EXERCISE MATERIALS Block Start

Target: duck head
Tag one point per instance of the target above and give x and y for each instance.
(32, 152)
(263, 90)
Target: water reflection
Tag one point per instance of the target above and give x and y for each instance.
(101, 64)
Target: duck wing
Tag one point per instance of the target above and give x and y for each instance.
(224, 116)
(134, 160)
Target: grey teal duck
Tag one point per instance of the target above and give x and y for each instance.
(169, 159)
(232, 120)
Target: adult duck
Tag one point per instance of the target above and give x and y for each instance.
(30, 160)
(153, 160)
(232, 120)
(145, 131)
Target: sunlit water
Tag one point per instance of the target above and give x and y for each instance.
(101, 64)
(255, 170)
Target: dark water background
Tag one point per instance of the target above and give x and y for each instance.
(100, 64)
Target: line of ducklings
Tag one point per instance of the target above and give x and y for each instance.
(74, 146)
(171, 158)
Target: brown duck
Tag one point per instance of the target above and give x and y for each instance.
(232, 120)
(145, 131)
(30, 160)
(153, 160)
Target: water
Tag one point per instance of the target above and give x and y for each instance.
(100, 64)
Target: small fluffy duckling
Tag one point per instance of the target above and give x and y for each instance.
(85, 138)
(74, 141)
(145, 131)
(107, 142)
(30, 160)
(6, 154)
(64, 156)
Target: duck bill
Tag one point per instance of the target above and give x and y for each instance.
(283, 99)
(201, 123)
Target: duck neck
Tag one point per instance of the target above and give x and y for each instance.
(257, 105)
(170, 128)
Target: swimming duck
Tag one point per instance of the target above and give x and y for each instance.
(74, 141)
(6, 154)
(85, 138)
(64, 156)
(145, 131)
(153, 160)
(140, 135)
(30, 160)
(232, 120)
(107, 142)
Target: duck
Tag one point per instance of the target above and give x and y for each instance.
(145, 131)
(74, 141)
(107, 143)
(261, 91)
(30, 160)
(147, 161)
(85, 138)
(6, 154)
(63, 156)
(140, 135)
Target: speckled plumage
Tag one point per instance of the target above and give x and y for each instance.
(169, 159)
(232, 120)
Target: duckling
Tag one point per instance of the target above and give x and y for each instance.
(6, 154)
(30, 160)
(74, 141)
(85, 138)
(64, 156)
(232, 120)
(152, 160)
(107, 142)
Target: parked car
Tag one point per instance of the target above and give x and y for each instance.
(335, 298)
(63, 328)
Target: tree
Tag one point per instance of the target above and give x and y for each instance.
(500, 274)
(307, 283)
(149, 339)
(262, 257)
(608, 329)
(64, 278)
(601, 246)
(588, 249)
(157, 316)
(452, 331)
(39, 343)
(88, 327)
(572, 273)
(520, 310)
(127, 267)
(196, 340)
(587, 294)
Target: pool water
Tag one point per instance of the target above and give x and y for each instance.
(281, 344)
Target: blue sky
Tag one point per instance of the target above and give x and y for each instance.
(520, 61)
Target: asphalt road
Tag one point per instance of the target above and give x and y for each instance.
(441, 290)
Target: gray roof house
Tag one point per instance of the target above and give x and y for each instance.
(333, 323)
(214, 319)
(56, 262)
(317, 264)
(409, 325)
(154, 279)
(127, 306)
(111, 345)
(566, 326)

EXERCISE MATERIALS Block End

> _EXERCISE DETAILS_: For every line of the data above that contains "water", copy that line.

> _OUTPUT_:
Target: water reflection
Target: sunlit water
Target: dark water background
Target: water
Target: pool water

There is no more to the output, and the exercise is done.